### Problem to solve
For each line below that includes the word "building", make a copy.

Top of Extracted entries

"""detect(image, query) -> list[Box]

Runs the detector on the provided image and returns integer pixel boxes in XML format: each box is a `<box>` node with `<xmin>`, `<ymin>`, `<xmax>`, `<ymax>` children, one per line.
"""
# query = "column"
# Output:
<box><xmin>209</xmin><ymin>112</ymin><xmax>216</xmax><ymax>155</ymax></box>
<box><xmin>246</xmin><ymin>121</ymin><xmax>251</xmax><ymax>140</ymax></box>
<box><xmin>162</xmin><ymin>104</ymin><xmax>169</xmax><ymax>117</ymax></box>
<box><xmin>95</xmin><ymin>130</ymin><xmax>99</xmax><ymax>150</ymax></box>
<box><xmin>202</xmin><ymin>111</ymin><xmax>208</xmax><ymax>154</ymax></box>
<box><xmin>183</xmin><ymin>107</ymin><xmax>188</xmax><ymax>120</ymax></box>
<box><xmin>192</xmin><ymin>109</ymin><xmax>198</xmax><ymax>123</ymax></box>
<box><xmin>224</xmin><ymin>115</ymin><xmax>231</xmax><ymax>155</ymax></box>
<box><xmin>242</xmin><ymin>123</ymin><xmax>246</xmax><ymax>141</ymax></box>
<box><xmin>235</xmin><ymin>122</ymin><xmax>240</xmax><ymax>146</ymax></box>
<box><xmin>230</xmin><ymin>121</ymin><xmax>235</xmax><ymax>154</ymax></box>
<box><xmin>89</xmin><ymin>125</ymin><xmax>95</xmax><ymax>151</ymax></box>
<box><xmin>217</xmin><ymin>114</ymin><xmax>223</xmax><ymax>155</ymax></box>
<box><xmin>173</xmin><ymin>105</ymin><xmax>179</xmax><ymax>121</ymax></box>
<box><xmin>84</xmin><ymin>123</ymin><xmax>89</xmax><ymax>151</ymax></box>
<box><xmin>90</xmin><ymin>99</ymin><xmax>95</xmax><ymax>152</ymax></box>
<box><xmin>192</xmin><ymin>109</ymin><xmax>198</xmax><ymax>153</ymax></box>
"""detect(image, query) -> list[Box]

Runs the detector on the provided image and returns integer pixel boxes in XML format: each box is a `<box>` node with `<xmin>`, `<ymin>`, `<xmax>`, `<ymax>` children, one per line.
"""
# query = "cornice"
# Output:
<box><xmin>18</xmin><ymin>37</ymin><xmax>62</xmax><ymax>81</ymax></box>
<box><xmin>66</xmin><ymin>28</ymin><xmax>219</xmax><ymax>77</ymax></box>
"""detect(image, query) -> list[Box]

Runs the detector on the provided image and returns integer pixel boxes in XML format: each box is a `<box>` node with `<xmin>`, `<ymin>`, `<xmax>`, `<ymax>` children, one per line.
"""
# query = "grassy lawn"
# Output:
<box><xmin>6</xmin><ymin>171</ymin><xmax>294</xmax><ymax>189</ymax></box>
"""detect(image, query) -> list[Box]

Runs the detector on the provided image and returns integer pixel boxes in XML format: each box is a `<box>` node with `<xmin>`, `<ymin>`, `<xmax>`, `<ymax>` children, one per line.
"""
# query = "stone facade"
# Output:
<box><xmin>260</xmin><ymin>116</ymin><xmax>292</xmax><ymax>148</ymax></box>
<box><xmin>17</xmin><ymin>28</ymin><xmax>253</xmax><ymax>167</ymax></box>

Bottom of Extracted entries
Top of Extracted entries

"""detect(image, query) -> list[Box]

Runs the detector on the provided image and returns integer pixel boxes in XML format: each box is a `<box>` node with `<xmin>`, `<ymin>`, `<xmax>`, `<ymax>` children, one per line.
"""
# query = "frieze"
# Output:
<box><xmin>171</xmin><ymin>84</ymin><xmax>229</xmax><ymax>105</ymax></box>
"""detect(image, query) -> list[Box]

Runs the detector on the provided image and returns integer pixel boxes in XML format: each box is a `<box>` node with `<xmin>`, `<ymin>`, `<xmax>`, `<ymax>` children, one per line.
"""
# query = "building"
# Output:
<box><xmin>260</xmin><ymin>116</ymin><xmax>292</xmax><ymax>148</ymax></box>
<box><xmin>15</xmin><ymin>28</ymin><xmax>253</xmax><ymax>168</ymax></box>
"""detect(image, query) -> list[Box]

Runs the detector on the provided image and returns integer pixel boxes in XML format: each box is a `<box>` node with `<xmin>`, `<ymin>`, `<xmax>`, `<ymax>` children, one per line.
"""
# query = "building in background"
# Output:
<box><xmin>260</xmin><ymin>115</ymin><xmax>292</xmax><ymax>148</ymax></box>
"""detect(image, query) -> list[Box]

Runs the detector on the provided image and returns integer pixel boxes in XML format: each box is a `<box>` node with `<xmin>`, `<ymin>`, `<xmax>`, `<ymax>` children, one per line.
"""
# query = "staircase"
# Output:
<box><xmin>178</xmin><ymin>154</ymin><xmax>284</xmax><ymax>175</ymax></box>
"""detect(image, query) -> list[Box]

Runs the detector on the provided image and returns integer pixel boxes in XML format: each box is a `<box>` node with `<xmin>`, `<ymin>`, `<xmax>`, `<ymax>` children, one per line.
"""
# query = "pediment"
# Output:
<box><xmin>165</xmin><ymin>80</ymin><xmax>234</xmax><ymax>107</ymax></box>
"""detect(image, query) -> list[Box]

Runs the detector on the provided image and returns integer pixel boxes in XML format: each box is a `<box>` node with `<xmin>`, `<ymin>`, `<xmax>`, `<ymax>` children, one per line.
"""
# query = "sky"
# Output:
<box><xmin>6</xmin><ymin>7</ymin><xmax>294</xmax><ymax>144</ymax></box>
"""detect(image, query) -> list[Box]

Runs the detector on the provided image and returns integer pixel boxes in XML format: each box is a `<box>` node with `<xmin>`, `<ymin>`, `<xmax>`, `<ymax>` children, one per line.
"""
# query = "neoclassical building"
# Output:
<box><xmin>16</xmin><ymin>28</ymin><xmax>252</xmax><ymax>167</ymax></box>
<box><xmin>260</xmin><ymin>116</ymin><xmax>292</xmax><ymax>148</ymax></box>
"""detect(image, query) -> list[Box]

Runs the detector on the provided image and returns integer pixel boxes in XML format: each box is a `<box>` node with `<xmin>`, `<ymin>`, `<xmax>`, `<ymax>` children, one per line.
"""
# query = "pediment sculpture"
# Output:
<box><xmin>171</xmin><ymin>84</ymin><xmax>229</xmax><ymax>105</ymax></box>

Bottom of Extracted entries
Top of Extracted entries

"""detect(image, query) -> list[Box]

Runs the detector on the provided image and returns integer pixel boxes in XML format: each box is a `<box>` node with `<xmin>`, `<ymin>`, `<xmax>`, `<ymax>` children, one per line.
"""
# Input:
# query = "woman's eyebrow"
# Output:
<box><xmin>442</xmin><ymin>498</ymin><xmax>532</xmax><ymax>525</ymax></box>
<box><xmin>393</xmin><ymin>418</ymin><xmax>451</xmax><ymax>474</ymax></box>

Bottom of Extracted entries

### Finished task
# query = "building"
# query = "building in background"
# query = "neoclassical building"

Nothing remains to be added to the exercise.